### [Goals]
1. In the mailing-list reply about the SCSI eh timeout handler patch, which TMF does the quoted passage say must be sent when a command runs into a timeout?
2. Continue the mailing-list reply about the SCSI eh timeout handler patch from the point where it stops.

____ Quoted text

Re: [PATCH 3/9] scsi: improved eh timeout handler

All of lore.kernel.org
 help / color / mirror / Atom feed

From: Ren Mingxin <renmx@cn.fujitsu.com>
To: Hannes Reinecke <hare@suse.de>
Cc: James Bottomley <jbottomley@parallels.com>,
	linux-scsi@vger.kernel.org, Ewan Milne <emilne@redhat.com>,
	Bart van Assche <bvanassche@acm.org>,
	Joern Engel <joern@logfs.org>,
	James Smart <james.smart@emulex.com>,
	Roland Dreier <roland@purestorage.com>
Subject: Re: [PATCH 3/9] scsi: improved eh timeout handler
Date: Thu, 22 Aug 2013 16:51:47 +0800	[thread overview]
Message-ID: <5215D123.7030908@cn.fujitsu.com> (raw)
In-Reply-To: <1372688671-85639-4-git-send-email-hare@suse.de>

Hi, Hannes:

On 07/01/2013 10:24 PM, Hannes Reinecke wrote:
> When a command runs into a timeout we need to send an 'ABORT TASK'
> TMF. This is typically done by the 'eh_abort_handler' LLDD callback.

________
____ Data provided

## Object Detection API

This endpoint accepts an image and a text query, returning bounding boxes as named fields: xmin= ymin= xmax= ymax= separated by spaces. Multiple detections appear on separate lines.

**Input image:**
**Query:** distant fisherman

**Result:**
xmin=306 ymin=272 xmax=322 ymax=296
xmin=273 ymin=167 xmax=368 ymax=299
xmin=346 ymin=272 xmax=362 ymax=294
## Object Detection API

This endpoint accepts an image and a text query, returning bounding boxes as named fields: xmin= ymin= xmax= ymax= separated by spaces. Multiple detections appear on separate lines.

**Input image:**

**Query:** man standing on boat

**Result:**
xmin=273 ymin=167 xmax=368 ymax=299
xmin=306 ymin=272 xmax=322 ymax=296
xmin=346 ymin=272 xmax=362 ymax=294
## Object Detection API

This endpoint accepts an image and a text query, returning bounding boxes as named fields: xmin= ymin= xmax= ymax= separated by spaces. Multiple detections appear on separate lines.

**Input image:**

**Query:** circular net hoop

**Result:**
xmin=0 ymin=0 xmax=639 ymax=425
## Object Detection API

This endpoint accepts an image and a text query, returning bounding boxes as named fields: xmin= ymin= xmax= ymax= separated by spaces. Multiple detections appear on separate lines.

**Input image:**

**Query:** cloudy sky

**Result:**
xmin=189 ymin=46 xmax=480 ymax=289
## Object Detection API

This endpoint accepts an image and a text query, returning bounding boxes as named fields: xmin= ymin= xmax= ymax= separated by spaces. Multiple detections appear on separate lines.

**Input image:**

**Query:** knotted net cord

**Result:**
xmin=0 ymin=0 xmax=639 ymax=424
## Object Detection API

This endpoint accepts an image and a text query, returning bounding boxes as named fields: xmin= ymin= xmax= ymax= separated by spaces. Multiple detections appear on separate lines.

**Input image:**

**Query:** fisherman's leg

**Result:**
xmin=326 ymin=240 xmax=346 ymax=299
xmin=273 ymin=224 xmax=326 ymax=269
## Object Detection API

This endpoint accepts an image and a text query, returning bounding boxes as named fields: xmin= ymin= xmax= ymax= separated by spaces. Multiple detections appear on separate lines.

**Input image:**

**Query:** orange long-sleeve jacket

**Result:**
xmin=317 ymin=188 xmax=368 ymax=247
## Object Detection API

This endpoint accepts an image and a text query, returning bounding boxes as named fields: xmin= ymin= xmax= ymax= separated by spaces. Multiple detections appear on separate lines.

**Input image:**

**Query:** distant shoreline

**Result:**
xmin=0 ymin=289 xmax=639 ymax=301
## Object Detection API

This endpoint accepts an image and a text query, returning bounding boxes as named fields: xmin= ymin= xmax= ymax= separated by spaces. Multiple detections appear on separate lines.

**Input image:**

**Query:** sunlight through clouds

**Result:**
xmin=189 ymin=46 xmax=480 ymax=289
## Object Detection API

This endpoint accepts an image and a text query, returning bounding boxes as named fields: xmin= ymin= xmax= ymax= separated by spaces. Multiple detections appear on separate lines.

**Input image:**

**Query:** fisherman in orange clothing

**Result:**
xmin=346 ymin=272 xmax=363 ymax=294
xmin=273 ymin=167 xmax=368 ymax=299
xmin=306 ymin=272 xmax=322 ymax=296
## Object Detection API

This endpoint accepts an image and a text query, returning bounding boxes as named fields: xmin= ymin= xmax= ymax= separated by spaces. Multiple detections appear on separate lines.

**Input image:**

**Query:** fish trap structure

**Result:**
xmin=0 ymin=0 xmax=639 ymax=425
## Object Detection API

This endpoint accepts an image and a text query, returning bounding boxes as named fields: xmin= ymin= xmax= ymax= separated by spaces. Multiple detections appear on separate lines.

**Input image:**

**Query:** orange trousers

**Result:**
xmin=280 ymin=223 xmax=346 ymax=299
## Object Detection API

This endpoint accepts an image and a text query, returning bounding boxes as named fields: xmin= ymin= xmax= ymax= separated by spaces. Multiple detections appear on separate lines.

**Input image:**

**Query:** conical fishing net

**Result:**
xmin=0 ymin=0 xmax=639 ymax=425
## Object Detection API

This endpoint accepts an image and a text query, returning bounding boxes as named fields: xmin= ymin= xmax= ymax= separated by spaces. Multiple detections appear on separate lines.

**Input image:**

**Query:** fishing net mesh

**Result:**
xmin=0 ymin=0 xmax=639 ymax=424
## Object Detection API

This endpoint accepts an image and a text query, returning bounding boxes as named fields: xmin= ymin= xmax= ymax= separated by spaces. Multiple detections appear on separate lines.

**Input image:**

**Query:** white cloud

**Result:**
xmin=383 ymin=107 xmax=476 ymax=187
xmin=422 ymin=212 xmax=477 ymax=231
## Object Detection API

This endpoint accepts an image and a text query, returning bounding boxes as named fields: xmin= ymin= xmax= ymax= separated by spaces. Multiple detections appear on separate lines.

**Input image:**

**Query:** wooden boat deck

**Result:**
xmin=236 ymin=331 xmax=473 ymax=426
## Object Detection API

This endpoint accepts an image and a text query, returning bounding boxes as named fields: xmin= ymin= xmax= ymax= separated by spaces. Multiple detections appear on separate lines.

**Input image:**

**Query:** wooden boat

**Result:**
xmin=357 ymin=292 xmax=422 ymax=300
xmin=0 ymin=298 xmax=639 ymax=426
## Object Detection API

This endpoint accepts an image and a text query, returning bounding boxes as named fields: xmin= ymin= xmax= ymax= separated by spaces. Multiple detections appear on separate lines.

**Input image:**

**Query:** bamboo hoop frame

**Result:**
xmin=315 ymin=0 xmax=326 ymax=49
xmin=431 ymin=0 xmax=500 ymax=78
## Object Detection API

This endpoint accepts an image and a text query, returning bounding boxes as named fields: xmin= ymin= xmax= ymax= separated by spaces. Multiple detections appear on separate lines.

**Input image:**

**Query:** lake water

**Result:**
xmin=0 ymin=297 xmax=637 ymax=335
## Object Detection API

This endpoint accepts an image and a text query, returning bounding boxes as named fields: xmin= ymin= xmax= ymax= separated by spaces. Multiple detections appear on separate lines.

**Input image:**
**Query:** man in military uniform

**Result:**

________

### [Answers given]
1. An 'ABORT TASK' TMF.

2.
>
> Conceptually, however, this function is a normal SCSI command, so
> there is no need to enter the error handler.
>
> This patch implements a new scsi_abort_command() function which
> invokes an asynchronous function scsi_eh_abort_handler() to
> abort the commands via the usual 'eh_abort_handler'.
>
> If abort succeeds the command is either retried or terminated,
> depending on the number of allowed retries. However, 'eh_eflags'
> records the abort, so if the retry would fail again the
> command is pushed onto the error handler without trying to
> abort it (again); it'll be cleared up from SCSI EH.
>
> Signed-off-by: Hannes Reinecke<hare@suse.de>
> ---
>   drivers/scsi/scsi.c       |   1 +
>   drivers/scsi/scsi_error.c | 139 ++++++++++++++++++++++++++++++++++++++++++----
>   drivers/scsi/scsi_priv.h  |   2 +
>   include/scsi/scsi_cmnd.h  |   2 +
>   4 files changed, 132 insertions(+), 12 deletions(-)
>
> diff --git a/drivers/scsi/scsi.c b/drivers/scsi/scsi.c
> index ebe3b0a..06257cf 100644
> --- a/drivers/scsi/scsi.c
> +++ b/drivers/scsi/scsi.c
> @@ -297,6 +297,7 @@ struct scsi_cmnd *scsi_get_command(struct scsi_device *dev, gfp_t gfp_mask)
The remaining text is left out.